Text excerpt:

::::::::

LT. GEN. DAN I. SULTAN

SULTAN CAREER UNIQUE IN UNCLE SAM'S ARMY
Roundup Staff Article

  Gather around, gentle readers, and meet General Sultan !
  Lt. Gen. Dan I. Sultan, the man who looks like a bulldog and walks like a bear is now top dog of the new India-Burma Theater of Operations. His friends call him "DI" and he has had one of the more unusual careers in this, our democratic Army.
  This is not going to be one of those blasé "the king is dead, long live the king" pieces. As any dummy knows, the Roundup loved Uncle Joe Stilwell, but so did Sultan. Sultan has served as Stilwell's deputy since early January and his loyalty to The Boss was such that he refused to permit himself to be publicized.
  He had a passion for anonymity and meant it.
  Although an Engineer, Sultan has spent most of his recent years as a field soldier in command of Infantry. He has commanded every unit of troops from a platoon to an army. For many years he was one of only three officers in the United States Army who wore two DSM's.
  Sultan was born Dec. 9, 1885, at Oxford, Miss.
  he has been a District Commissioner of Washington, D.C., has served on the Board of Engineers for Rivers and Harbors, built the inland waterway connecting the Great Lakes with the Mississippi, and briefly commanded the 3rd Army in the absence of Lt. Gen. Courtney Hodges, who was in North Africa.
  Sultan is an odd mixture of an extremely efficient staff officer, a rough field soldier, a country Southern gentlemen, the ne plus ultra of sightseers, especially in the fruit and vegetable marts of the world.
  Sultan is a sucker for avocado. Mangoes and papayas also hold a gourmandish fascination for the general. Hence, with every change of station, his aides scout the local bazaars in preparation for the inevitable Sultan invasion.
  Stilwell and Sultan were a great team. Often, as policies were being formulated, Sultan would say:
  "This is all right with me, but is it what General Stilwell wants?"
  If the answer was yes, the policy was carried out. One time down in Kandy, a staff officer was working out a policy radio with Stilwell. Finally, everything was worked out when Uncle Joe cocked his head and said:
  "Do you think this is what General Sultan wants?"
  A member of Stilwell's staff wrote him a letter in which he said:
  "Staff officers around here think Sultan is the greatest thing to happen to CBI."
  The letter was returned with Stilwell's written comment in the margin:
  "You're goddamned right!"

::::::::

Aim 1: Name every fruit that the article on Lt. Gen. Dan I. Sultan identifies as a favorite of the general.
The rows that follow bear no relation to the article on Lt. Gen. Dan I. Sultan.

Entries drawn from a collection
::::::::

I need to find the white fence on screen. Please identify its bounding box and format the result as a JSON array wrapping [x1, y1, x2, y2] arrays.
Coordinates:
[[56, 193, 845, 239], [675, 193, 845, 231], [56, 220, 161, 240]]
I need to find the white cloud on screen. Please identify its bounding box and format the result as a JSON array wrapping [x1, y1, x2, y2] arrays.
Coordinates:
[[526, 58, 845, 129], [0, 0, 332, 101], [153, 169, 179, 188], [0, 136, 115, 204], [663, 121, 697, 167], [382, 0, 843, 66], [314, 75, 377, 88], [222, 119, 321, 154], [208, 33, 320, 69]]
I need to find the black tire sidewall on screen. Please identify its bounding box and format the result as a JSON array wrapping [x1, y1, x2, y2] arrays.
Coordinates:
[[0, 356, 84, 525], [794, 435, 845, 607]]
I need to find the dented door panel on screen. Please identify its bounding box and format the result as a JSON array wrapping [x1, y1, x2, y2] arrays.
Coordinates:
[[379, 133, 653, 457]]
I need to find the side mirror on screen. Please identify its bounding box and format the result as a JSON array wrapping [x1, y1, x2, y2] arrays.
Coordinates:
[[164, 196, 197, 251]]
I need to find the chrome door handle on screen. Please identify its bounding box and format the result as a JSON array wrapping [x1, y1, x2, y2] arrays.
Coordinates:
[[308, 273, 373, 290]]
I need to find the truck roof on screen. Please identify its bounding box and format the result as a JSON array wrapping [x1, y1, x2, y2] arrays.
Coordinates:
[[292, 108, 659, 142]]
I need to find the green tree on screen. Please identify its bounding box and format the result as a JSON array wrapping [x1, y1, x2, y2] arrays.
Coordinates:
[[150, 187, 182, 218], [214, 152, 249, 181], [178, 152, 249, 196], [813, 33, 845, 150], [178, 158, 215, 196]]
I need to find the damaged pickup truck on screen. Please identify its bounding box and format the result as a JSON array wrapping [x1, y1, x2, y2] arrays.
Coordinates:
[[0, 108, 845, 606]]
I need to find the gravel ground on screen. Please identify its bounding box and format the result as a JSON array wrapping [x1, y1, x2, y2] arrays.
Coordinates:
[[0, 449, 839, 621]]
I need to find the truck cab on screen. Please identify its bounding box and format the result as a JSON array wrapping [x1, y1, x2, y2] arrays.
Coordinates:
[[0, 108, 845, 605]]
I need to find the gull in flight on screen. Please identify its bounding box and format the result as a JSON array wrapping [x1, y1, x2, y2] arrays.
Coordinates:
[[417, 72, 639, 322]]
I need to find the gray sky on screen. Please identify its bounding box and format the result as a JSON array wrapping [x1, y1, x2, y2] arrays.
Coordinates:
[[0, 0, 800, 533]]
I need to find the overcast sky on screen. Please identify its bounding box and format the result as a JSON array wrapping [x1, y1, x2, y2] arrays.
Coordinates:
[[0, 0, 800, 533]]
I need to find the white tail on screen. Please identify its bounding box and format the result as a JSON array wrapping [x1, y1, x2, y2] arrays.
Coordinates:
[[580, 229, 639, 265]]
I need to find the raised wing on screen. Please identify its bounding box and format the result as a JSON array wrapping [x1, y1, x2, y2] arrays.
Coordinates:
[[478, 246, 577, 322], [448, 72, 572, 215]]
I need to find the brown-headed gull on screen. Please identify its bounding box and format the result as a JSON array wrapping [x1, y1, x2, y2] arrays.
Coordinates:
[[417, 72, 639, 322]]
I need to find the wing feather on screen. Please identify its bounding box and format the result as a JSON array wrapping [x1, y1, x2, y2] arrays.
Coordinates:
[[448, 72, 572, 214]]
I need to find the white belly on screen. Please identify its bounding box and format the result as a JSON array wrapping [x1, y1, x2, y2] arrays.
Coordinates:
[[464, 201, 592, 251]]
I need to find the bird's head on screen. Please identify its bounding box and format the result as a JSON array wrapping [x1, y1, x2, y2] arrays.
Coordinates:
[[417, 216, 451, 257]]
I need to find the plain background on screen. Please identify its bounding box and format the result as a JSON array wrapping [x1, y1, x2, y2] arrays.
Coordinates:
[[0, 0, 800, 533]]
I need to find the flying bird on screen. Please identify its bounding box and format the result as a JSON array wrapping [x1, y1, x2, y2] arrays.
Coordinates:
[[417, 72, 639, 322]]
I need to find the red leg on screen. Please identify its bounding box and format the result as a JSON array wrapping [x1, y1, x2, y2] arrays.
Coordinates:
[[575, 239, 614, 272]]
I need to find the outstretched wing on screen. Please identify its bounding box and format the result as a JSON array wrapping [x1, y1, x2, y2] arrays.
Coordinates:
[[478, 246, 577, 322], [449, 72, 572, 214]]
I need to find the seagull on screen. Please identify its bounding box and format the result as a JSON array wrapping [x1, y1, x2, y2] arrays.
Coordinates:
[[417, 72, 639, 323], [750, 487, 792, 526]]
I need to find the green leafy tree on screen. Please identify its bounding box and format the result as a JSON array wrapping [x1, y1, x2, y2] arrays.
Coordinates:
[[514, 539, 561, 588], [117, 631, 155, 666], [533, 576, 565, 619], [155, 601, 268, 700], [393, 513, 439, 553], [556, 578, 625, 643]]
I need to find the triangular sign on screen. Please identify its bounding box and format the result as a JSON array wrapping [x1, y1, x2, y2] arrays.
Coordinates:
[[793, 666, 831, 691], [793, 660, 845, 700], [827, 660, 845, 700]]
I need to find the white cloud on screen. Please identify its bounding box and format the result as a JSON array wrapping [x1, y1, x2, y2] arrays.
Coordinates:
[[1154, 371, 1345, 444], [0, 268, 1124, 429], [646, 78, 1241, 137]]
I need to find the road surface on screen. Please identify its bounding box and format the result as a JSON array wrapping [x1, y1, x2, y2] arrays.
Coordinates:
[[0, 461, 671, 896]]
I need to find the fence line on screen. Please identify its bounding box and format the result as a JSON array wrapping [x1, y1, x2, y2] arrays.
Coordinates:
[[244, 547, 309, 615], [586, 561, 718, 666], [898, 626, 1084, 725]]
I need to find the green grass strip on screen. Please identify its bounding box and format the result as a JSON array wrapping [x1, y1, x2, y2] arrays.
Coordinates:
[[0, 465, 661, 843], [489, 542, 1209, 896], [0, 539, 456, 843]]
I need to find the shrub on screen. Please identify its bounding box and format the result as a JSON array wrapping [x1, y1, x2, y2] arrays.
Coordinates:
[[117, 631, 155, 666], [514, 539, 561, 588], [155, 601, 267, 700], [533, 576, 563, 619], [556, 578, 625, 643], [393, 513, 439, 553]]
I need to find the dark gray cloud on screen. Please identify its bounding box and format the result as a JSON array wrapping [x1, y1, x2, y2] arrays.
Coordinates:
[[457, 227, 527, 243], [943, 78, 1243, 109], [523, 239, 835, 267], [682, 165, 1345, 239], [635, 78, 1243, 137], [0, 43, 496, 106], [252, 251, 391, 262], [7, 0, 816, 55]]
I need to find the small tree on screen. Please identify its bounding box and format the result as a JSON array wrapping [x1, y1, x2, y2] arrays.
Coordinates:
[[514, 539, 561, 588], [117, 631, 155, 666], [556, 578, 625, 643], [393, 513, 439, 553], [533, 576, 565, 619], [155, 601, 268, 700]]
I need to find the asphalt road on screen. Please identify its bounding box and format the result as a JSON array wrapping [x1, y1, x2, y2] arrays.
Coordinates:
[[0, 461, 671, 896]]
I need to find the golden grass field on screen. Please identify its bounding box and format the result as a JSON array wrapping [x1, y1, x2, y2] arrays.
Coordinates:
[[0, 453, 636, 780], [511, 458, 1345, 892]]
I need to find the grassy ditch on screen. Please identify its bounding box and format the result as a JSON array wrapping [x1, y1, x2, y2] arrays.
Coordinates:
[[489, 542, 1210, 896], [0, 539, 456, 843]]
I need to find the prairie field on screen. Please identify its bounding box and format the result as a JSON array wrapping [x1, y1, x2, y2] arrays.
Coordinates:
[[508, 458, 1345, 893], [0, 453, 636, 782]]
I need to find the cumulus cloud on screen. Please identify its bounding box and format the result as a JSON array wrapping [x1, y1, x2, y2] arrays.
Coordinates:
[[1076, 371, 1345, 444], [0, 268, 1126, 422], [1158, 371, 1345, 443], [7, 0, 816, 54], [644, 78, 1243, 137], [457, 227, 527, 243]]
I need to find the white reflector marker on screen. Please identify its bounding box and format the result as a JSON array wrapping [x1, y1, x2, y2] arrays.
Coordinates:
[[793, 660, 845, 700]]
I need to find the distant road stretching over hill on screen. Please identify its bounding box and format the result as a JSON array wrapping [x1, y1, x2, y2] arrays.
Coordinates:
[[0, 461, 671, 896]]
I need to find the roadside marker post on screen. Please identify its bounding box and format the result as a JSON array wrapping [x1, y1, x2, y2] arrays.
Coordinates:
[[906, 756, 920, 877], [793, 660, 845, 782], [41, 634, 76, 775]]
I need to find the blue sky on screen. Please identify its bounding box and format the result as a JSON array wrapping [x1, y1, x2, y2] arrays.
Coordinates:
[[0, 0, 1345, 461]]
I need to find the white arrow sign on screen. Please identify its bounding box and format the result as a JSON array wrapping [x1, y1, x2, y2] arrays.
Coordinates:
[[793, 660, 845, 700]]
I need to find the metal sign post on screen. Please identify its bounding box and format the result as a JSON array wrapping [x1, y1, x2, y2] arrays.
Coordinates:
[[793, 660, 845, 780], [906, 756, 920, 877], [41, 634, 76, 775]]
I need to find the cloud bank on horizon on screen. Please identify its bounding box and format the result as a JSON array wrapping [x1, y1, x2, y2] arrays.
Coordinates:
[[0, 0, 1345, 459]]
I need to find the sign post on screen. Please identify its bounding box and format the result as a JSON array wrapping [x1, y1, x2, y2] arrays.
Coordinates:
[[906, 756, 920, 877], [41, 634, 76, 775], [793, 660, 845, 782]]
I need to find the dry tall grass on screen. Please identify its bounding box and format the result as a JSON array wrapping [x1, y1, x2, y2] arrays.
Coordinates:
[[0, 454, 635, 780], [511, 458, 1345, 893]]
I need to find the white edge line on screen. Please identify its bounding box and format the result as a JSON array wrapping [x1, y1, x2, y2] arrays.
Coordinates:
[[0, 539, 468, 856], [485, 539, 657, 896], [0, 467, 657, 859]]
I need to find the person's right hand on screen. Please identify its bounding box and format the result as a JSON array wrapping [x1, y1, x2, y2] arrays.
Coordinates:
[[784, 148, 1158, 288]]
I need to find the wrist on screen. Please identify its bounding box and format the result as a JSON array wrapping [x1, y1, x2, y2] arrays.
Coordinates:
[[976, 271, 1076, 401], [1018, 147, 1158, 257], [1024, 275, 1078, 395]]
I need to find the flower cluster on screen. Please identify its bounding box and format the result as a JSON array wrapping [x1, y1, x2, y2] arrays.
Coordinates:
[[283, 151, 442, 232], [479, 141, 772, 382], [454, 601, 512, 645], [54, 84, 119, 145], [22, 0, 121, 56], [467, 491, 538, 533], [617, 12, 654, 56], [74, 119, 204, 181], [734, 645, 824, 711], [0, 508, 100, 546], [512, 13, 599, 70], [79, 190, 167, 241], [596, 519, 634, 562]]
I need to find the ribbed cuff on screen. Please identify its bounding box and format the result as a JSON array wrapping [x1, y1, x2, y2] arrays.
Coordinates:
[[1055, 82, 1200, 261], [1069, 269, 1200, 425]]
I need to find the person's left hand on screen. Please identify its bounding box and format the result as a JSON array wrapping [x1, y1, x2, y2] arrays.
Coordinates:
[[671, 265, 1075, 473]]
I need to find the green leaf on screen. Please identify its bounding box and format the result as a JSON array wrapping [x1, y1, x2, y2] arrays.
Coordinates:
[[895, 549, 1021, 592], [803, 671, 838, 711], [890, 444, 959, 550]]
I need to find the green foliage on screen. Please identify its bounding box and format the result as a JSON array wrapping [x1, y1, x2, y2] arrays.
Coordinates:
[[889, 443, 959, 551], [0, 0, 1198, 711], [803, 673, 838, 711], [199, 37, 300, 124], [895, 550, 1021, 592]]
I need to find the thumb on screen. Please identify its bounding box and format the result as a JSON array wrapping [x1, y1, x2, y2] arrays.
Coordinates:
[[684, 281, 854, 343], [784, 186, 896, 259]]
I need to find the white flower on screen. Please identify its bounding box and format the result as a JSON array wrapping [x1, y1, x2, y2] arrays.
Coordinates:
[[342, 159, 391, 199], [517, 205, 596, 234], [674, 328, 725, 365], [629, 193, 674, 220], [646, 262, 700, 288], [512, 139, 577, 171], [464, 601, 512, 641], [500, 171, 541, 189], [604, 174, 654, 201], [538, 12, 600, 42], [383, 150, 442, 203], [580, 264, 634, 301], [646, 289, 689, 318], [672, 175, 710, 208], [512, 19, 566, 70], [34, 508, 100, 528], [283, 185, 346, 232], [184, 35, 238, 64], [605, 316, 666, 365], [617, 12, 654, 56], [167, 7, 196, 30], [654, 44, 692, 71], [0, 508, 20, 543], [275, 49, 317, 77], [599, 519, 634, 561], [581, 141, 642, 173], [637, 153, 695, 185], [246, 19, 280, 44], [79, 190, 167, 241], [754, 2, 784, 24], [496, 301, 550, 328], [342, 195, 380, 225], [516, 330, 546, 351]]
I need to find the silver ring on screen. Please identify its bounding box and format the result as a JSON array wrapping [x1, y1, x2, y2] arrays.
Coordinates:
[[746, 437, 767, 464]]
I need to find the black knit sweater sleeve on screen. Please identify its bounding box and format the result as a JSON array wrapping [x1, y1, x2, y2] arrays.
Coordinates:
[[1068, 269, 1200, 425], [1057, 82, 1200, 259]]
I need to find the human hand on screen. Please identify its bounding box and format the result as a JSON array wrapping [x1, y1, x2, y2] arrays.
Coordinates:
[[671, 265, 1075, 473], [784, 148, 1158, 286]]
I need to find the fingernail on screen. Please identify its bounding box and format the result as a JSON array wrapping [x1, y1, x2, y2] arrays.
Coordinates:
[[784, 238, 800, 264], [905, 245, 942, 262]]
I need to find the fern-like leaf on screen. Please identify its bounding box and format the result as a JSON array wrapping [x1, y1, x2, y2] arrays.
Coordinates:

::::::::

Aim 2: Convert the rows from the line with "I need to find the human" up to and including the line with "[[784, 238, 800, 264], [905, 245, 942, 262]]" into a two-column CSV with the columns text and coordinates. Give one CSV line per row, each value in a single quoted field, with line breaks replaced by spaces.

Solution 1: Avocado, mangoes, papayas

Solution 2:
text,coordinates
"I need to find the human hand on screen. Please identify its bounding box and format the result as a JSON array wrapping [x1, y1, x2, y2] arrays. Coordinates:","[[671, 265, 1075, 473], [784, 148, 1158, 286]]"
"I need to find the fingernail on screen. Please identify its bounding box and format the result as a JSON array wrapping [x1, y1, x2, y2] arrays. Coordinates:","[[784, 238, 800, 264], [905, 245, 942, 262]]"